**RECORDS SUPPLIED:**
════
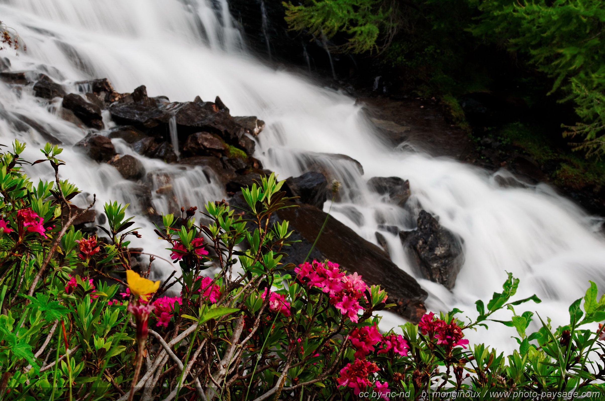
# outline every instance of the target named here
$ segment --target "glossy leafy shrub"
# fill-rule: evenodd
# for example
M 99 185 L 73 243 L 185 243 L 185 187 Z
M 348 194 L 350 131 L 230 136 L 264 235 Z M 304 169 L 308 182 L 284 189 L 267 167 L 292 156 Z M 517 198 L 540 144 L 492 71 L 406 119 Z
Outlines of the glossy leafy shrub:
M 87 237 L 70 225 L 78 191 L 58 179 L 61 149 L 47 145 L 36 162 L 50 164 L 56 181 L 34 186 L 21 169 L 24 149 L 15 142 L 0 158 L 1 400 L 600 394 L 605 297 L 597 300 L 594 284 L 563 327 L 540 318 L 527 333 L 534 313 L 515 309 L 540 300 L 511 301 L 518 280 L 509 275 L 502 293 L 476 303 L 474 321 L 454 309 L 381 333 L 380 311 L 390 306 L 379 286 L 329 260 L 280 264 L 292 231 L 271 217 L 293 204 L 273 175 L 243 190 L 245 210 L 223 200 L 165 216 L 155 232 L 180 272 L 154 281 L 153 257 L 132 269 L 129 239 L 140 234 L 126 207 L 106 203 L 106 237 Z M 492 320 L 503 308 L 511 320 Z M 505 356 L 464 338 L 493 321 L 516 329 L 518 350 Z

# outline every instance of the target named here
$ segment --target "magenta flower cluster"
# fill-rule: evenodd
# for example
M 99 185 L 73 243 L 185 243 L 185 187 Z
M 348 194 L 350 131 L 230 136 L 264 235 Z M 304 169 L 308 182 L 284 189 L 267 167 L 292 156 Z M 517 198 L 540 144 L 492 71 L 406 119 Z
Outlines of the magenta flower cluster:
M 316 287 L 330 297 L 330 303 L 334 305 L 342 315 L 356 323 L 359 310 L 364 308 L 359 305 L 359 299 L 367 288 L 361 276 L 357 273 L 345 275 L 337 263 L 328 261 L 325 264 L 313 260 L 305 262 L 294 269 L 302 281 L 309 287 Z
M 157 316 L 156 326 L 168 327 L 168 323 L 174 316 L 174 304 L 177 303 L 179 305 L 183 304 L 180 297 L 162 297 L 155 300 L 153 304 L 155 307 L 155 316 Z
M 462 328 L 456 324 L 454 319 L 449 324 L 445 321 L 435 317 L 432 312 L 422 316 L 418 323 L 422 335 L 428 336 L 430 339 L 436 339 L 437 345 L 445 345 L 448 351 L 460 345 L 466 348 L 468 340 L 462 338 L 464 333 Z
M 194 248 L 197 248 L 198 246 L 201 246 L 203 245 L 203 238 L 195 238 L 191 241 L 191 245 Z M 183 244 L 179 242 L 175 243 L 172 249 L 175 249 L 175 251 L 172 251 L 172 253 L 170 254 L 170 257 L 172 259 L 180 260 L 183 258 L 183 256 L 187 254 L 187 248 L 186 248 Z M 203 248 L 198 248 L 197 249 L 194 249 L 194 252 L 199 256 L 203 256 L 204 255 L 208 254 L 208 251 Z
M 264 292 L 261 294 L 261 297 L 264 300 L 267 297 L 267 289 Z M 286 300 L 286 297 L 281 294 L 269 292 L 269 309 L 273 312 L 281 312 L 282 315 L 287 317 L 290 315 L 290 303 Z

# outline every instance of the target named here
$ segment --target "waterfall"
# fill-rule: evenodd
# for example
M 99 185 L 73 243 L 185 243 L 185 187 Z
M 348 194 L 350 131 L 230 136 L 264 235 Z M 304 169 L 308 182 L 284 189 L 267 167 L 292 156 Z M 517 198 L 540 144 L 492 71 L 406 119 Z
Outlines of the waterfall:
M 269 54 L 269 60 L 271 61 L 271 42 L 269 36 L 269 19 L 267 18 L 267 7 L 265 7 L 264 0 L 261 0 L 261 26 L 263 29 L 263 36 L 265 37 L 265 43 L 267 45 L 267 54 Z
M 168 121 L 168 129 L 170 130 L 170 143 L 172 144 L 174 154 L 180 158 L 181 152 L 178 151 L 178 136 L 177 132 L 177 116 L 173 115 Z
M 505 271 L 521 279 L 518 298 L 535 293 L 543 300 L 517 307 L 518 313 L 537 310 L 551 317 L 555 327 L 565 323 L 569 304 L 583 296 L 589 280 L 605 289 L 605 243 L 597 233 L 595 220 L 578 207 L 546 184 L 502 188 L 482 169 L 386 147 L 355 99 L 274 71 L 248 55 L 227 10 L 224 0 L 0 0 L 2 21 L 19 31 L 28 48 L 19 56 L 4 51 L 0 56 L 10 59 L 13 71 L 42 72 L 68 92 L 77 92 L 77 81 L 107 77 L 119 92 L 145 85 L 149 96 L 164 95 L 173 101 L 220 95 L 232 115 L 257 115 L 266 121 L 255 153 L 266 168 L 285 179 L 320 163 L 342 182 L 334 217 L 374 243 L 379 224 L 411 229 L 420 208 L 439 216 L 443 226 L 463 239 L 466 261 L 452 291 L 418 279 L 430 294 L 427 307 L 434 311 L 457 307 L 463 315 L 476 316 L 474 302 L 500 292 Z M 0 83 L 0 143 L 27 141 L 21 156 L 36 160 L 45 141 L 16 124 L 14 116 L 25 115 L 45 127 L 65 149 L 62 179 L 68 178 L 82 191 L 73 201 L 84 206 L 96 193 L 99 213 L 110 199 L 131 204 L 129 210 L 140 214 L 136 221 L 143 234 L 133 246 L 168 257 L 169 251 L 163 250 L 165 245 L 155 239 L 152 225 L 142 216 L 137 184 L 123 179 L 111 165 L 72 149 L 87 132 L 60 118 L 60 100 L 48 103 L 34 97 L 30 86 L 18 92 Z M 108 118 L 105 123 L 111 127 Z M 157 213 L 226 197 L 216 178 L 200 167 L 167 165 L 136 153 L 122 140 L 113 141 L 119 153 L 143 164 Z M 350 161 L 325 153 L 355 158 L 365 174 Z M 52 179 L 45 164 L 27 170 L 33 176 Z M 406 208 L 382 203 L 369 191 L 366 182 L 374 176 L 409 179 L 412 197 Z M 399 239 L 383 234 L 393 261 L 413 274 Z M 161 260 L 154 263 L 166 275 L 174 268 Z M 385 324 L 401 324 L 396 316 L 383 314 Z M 508 316 L 504 312 L 494 318 Z M 489 338 L 483 329 L 467 335 L 471 342 L 506 351 L 514 329 L 491 326 L 497 330 L 489 331 Z

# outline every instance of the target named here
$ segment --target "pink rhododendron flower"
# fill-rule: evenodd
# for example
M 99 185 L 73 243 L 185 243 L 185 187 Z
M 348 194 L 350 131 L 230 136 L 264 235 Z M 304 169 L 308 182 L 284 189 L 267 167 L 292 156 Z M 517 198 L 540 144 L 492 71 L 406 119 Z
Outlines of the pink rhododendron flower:
M 336 379 L 338 387 L 347 386 L 353 389 L 356 396 L 359 395 L 362 390 L 371 385 L 368 380 L 368 375 L 378 371 L 376 364 L 368 362 L 365 359 L 356 359 L 352 364 L 347 364 L 347 366 L 340 371 L 340 377 Z
M 208 253 L 208 252 L 206 252 Z M 214 303 L 218 300 L 218 298 L 221 297 L 220 287 L 217 284 L 211 286 L 214 279 L 210 277 L 198 277 L 197 280 L 201 279 L 201 284 L 200 286 L 200 289 L 197 290 L 198 292 L 202 292 L 202 295 L 205 297 L 206 300 L 210 301 L 211 303 Z
M 261 297 L 264 300 L 266 296 L 267 289 L 266 288 L 264 292 L 261 294 Z M 286 297 L 281 294 L 277 294 L 276 292 L 269 293 L 269 309 L 271 312 L 281 312 L 281 314 L 285 316 L 290 315 L 290 303 L 286 301 Z
M 333 300 L 338 301 L 338 298 L 334 297 Z M 336 302 L 334 305 L 336 307 L 337 309 L 339 309 L 343 315 L 346 315 L 351 320 L 352 322 L 356 323 L 359 319 L 359 316 L 358 316 L 358 312 L 359 309 L 363 309 L 359 305 L 359 301 L 358 300 L 352 297 L 348 297 L 347 295 L 343 295 L 342 298 L 340 298 L 340 301 Z
M 36 219 L 39 217 L 38 213 L 31 210 L 31 208 L 25 208 L 17 211 L 17 220 L 21 222 L 24 227 L 38 224 Z
M 437 339 L 437 344 L 446 345 L 449 350 L 458 345 L 466 348 L 465 345 L 468 344 L 468 340 L 462 338 L 464 336 L 462 329 L 454 322 L 453 318 L 449 324 L 443 322 L 443 324 L 437 328 L 436 331 L 435 338 Z
M 162 297 L 154 301 L 155 316 L 157 316 L 156 326 L 168 327 L 168 323 L 173 316 L 171 313 L 174 311 L 174 304 L 177 303 L 179 305 L 183 304 L 183 300 L 180 297 Z
M 299 265 L 294 271 L 310 288 L 316 287 L 327 293 L 330 303 L 351 321 L 358 322 L 359 310 L 364 310 L 359 300 L 367 288 L 361 276 L 356 273 L 345 275 L 337 263 L 327 261 L 324 264 L 316 260 Z
M 8 221 L 5 222 L 4 220 L 0 220 L 0 228 L 2 229 L 3 233 L 8 233 L 15 231 L 12 228 L 8 228 L 8 227 L 7 226 L 8 223 Z
M 97 236 L 91 237 L 88 239 L 82 239 L 76 241 L 80 245 L 80 251 L 82 254 L 78 255 L 82 259 L 88 259 L 100 249 L 97 246 Z M 95 248 L 96 247 L 96 248 Z M 84 256 L 85 255 L 86 256 Z
M 191 246 L 193 248 L 196 248 L 197 246 L 201 246 L 203 245 L 204 245 L 203 238 L 195 238 L 191 241 Z M 183 246 L 183 244 L 177 242 L 175 244 L 174 244 L 174 246 L 173 246 L 172 248 L 177 250 L 172 251 L 172 253 L 170 254 L 171 258 L 180 260 L 181 259 L 183 258 L 183 257 L 185 256 L 185 254 L 186 254 L 187 253 L 187 249 Z M 208 254 L 208 251 L 204 249 L 203 248 L 200 248 L 197 249 L 194 249 L 194 252 L 200 256 L 203 256 L 204 255 Z
M 168 327 L 168 323 L 170 322 L 170 319 L 172 318 L 173 315 L 167 312 L 163 312 L 159 315 L 156 316 L 157 316 L 157 323 L 155 324 L 155 326 L 163 326 L 165 327 Z
M 392 350 L 401 356 L 405 356 L 408 354 L 410 345 L 401 334 L 397 336 L 394 335 L 382 336 L 381 342 L 382 348 L 379 350 L 379 354 L 385 354 Z
M 378 395 L 382 398 L 385 401 L 389 401 L 388 397 L 387 396 L 389 393 L 388 391 L 388 383 L 385 382 L 382 384 L 381 384 L 380 382 L 376 380 L 376 382 L 374 384 L 376 387 L 374 388 L 374 391 L 378 393 Z
M 445 322 L 438 318 L 435 317 L 435 314 L 432 312 L 422 316 L 418 323 L 418 328 L 420 329 L 422 335 L 428 335 L 429 338 L 433 338 L 435 335 L 436 330 L 445 324 Z
M 46 229 L 45 229 L 44 227 L 42 226 L 42 223 L 44 222 L 44 219 L 41 218 L 39 222 L 35 223 L 31 226 L 28 227 L 27 231 L 31 231 L 33 233 L 38 233 L 44 238 L 47 238 L 46 234 L 44 234 L 44 231 L 46 231 Z
M 382 336 L 376 325 L 356 329 L 349 335 L 351 344 L 357 348 L 355 358 L 364 358 L 374 350 L 374 345 L 380 342 Z
M 133 303 L 128 304 L 128 312 L 134 316 L 137 324 L 137 339 L 145 340 L 149 334 L 147 326 L 149 313 L 154 310 L 153 305 L 143 305 Z
M 67 285 L 65 286 L 65 292 L 71 294 L 77 286 L 77 282 L 76 281 L 76 277 L 72 277 L 71 274 L 68 275 L 70 277 L 70 281 L 67 281 Z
════
Render the records, from their start to the line with "Outlines of the glossy", as a Markdown table with the columns Line no. and Record text, one row per line and no blank lines. Leave the pictures out of the table.

**RESPONSE TO THE TASK:**
| Line no. | Record text |
|---|---|
| 1 | # outline every instance of the target named here |
| 2 | $ segment --target "glossy leafy shrub" |
| 3 | # fill-rule: evenodd |
| 4 | # for example |
| 5 | M 99 185 L 73 243 L 185 243 L 185 187 Z |
| 6 | M 348 194 L 350 131 L 230 136 L 264 235 Z M 304 169 L 308 182 L 284 189 L 267 167 L 292 156 Z M 517 198 L 540 144 L 492 71 L 406 119 Z |
| 7 | Outlines of the glossy leafy shrub: |